- WHAT THE TASK REQUIRES -
Word for word, restate the records that follow.

:::

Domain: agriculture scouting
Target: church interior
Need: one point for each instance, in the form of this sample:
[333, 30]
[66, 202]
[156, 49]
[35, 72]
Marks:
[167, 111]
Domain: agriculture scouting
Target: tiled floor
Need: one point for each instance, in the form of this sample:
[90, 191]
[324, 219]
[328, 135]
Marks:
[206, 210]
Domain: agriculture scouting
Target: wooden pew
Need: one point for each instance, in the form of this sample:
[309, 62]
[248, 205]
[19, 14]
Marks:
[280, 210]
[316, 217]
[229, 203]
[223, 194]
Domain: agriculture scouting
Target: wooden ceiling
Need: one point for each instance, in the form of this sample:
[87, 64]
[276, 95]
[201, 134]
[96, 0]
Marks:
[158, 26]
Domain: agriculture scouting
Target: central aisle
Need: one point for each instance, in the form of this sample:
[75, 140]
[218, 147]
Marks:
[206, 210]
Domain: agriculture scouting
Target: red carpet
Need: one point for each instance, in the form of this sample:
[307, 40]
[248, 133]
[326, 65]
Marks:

:::

- EXERCISE ANSWER -
Domain: agriculture scouting
Target: church interior
Need: one point for each instance, in the form of this sample:
[333, 30]
[66, 202]
[156, 49]
[35, 72]
Marks:
[167, 111]
Domain: agriculture scouting
Target: tiled floor
Need: one point for each instance, in the form of this sample:
[90, 191]
[324, 219]
[328, 135]
Marks:
[206, 210]
Domain: agriculture scouting
Target: wooden pew
Need: one point for each instance, in the form of this sample:
[309, 62]
[248, 205]
[19, 14]
Marks:
[280, 210]
[316, 217]
[229, 203]
[223, 194]
Domain: agriculture scouting
Target: wooden ceiling
Need: one point for each instance, in the form of this sample:
[87, 64]
[276, 95]
[201, 134]
[96, 0]
Marks:
[158, 26]
Domain: agriculture scouting
Target: central aisle
Need: one point for each instance, in the form of this sample:
[75, 140]
[218, 147]
Marks:
[206, 210]
Domain: agriculture scouting
Target: red carpet
Need: one point for each instance, in the form of this sample:
[307, 40]
[248, 133]
[326, 65]
Marks:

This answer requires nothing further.